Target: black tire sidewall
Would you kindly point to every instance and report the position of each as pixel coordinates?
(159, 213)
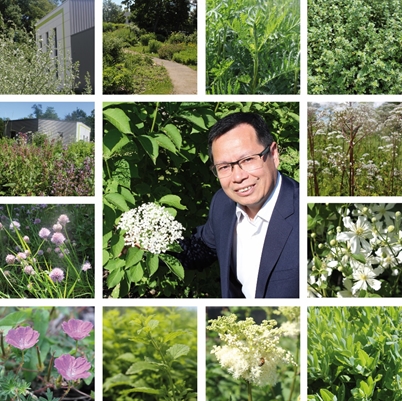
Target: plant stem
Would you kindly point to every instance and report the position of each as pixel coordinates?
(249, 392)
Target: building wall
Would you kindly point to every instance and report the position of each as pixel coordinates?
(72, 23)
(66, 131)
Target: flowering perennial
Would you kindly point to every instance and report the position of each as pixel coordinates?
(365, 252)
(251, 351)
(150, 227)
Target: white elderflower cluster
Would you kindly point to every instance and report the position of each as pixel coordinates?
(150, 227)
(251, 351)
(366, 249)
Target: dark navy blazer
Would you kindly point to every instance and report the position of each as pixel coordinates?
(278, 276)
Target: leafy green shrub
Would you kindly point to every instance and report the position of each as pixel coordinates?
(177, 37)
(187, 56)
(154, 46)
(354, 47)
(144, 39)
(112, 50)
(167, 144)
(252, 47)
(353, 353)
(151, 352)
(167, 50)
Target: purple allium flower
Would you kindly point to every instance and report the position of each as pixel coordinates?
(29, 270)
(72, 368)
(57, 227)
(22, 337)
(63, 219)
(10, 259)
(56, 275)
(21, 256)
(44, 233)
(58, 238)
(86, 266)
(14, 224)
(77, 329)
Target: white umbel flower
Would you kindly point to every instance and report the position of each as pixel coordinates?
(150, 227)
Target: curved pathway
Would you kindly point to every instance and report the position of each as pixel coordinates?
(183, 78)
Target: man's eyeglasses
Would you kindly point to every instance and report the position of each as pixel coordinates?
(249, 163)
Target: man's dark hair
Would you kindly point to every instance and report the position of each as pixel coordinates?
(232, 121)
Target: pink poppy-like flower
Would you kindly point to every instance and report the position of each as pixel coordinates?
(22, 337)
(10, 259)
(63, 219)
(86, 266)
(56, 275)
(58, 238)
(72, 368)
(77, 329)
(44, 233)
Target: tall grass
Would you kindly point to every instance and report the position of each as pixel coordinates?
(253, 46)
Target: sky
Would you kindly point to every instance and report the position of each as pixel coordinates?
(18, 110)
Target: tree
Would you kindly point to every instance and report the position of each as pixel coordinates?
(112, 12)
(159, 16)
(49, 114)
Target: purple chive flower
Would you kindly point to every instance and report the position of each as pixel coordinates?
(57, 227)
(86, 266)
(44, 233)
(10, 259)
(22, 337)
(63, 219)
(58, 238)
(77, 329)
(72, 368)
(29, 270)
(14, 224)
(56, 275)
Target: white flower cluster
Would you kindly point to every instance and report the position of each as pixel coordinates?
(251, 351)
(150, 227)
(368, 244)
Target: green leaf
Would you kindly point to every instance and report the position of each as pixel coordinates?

=======

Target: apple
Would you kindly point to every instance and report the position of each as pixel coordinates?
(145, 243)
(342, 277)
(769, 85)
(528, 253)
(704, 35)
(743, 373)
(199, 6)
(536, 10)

=======

Assignment: From the records above, copy only the lines running from the line containing "Target: black tire sidewall" to the line containing "Target: curved pathway", both ends included. Leave the pictures out.

Response box:
Target: black tire sidewall
Would you kindly point to every instance and report the position of each as pixel coordinates?
(159, 213)
Target: plant stem
Would you kindly point to every instance and report the position of each as pixel coordinates?
(249, 392)
Target: building wall
Would you kindly point to every instance and report the position of each as pixel coordinates?
(72, 23)
(66, 131)
Target: flowering perennial
Would you kindly point to every instance and report the position of each as pixel coordinates?
(365, 252)
(251, 351)
(150, 227)
Target: white elderflower cluster
Would you kindly point to every instance and report the position of each as pixel coordinates?
(150, 227)
(251, 351)
(366, 249)
Target: dark navy blazer
Would you kindly point to every instance and report the position of each as pixel coordinates?
(278, 276)
Target: leafy green shrub
Would you kindly point to every instance and report the position of each as pixel coordinates?
(177, 37)
(187, 56)
(154, 46)
(354, 47)
(144, 39)
(112, 50)
(167, 144)
(252, 47)
(353, 353)
(151, 352)
(167, 50)
Target: purple allium flower
Would you kindly point to every instance and report the position of each as pixel coordinates?
(29, 270)
(72, 368)
(57, 227)
(22, 337)
(63, 219)
(10, 259)
(56, 275)
(21, 256)
(44, 233)
(58, 238)
(86, 266)
(14, 224)
(77, 329)
Target: white umbel flower
Would you kindly point to every instance and report the position of each as pixel coordinates?
(150, 227)
Target: curved pathway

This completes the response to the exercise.